---------- Extracted entries ----------

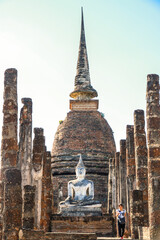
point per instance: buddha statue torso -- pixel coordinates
(80, 190)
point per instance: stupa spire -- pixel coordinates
(83, 89)
(80, 163)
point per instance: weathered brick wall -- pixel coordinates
(141, 159)
(153, 135)
(87, 133)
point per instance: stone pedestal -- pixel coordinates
(81, 211)
(101, 225)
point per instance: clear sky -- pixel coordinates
(40, 38)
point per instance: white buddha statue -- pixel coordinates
(80, 192)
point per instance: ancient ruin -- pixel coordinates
(41, 196)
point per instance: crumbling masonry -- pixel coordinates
(34, 180)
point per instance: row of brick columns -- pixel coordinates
(134, 177)
(25, 191)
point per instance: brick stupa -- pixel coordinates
(84, 131)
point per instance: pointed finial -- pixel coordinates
(80, 163)
(83, 89)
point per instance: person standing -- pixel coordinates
(121, 213)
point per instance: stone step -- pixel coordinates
(113, 238)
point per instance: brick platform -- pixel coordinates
(101, 226)
(40, 235)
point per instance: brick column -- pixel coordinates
(130, 162)
(113, 184)
(122, 172)
(12, 212)
(117, 178)
(9, 130)
(37, 171)
(29, 207)
(46, 202)
(130, 171)
(153, 135)
(141, 159)
(11, 177)
(25, 141)
(110, 186)
(137, 212)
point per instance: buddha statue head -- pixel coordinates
(80, 169)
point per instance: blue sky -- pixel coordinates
(40, 39)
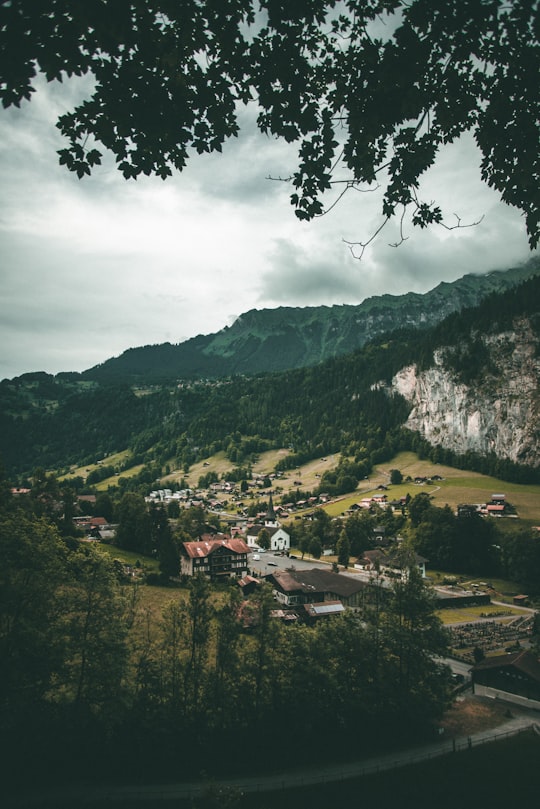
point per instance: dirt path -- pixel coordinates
(492, 723)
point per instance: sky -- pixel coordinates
(92, 267)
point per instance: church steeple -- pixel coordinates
(271, 514)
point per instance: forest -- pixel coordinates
(53, 422)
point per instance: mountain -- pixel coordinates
(498, 414)
(288, 337)
(466, 391)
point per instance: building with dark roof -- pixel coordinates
(293, 587)
(513, 677)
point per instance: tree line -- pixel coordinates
(91, 680)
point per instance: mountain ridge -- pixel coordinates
(292, 337)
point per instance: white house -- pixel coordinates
(280, 540)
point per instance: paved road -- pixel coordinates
(518, 721)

----------

▶ [Work item]
Working from the listing above, retype it exactly but include no images.

▶ [Completed exercise]
point per instance: buddha statue torso -- pixel coordinates
(80, 190)
point per instance: stupa spire -- pixel coordinates
(83, 89)
(80, 163)
point per instance: weathered brick wall -- pixel coordinates
(141, 159)
(153, 135)
(87, 133)
point per instance: stone pedestal -- pixel coordinates
(81, 211)
(101, 225)
point per instance: clear sky -- pixel coordinates
(40, 38)
point per instance: white buddha statue -- pixel coordinates
(80, 192)
point per instance: ancient ruin -- pixel coordinates
(41, 196)
point per instance: crumbling masonry -- pixel coordinates
(34, 180)
point per instance: row of brick columns -- pixel coordinates
(134, 177)
(25, 191)
point per instance: brick stupa -- pixel coordinates
(84, 131)
point per instance: pointed finial -- pixel coordinates
(80, 163)
(83, 89)
point per instance: person standing -- pixel coordinates
(121, 213)
point per instance: stone step -- pixel coordinates
(113, 238)
point per instance: brick platform -- pixel coordinates
(101, 226)
(40, 235)
point per instance: brick column -- pixel coordinates
(130, 162)
(113, 184)
(122, 172)
(12, 212)
(117, 178)
(9, 130)
(37, 171)
(29, 207)
(46, 202)
(130, 171)
(153, 135)
(141, 159)
(11, 177)
(25, 141)
(110, 186)
(137, 212)
point per instance: buddha statue head -- pixel coordinates
(80, 169)
point per instance: blue sky -- pixel coordinates
(40, 39)
point per instance: dirt path -- pixel coordinates
(492, 723)
point per instance: sky -- pixel coordinates
(92, 267)
point per instance: church steeple -- pixel coordinates
(271, 514)
point per instance: forest -- pixel coordinates
(53, 422)
point per instance: mountain -- pixel coordinates
(498, 414)
(288, 337)
(466, 391)
point per instance: building with dark roof -- pixel coordinates
(293, 587)
(513, 677)
point per instance: tree line -- pixel coordinates
(91, 680)
point per instance: mountain ridge -- pixel coordinates
(292, 337)
point per instance: white house -- pixel coordinates
(280, 540)
point per instance: paved road -- pixel coordinates
(518, 721)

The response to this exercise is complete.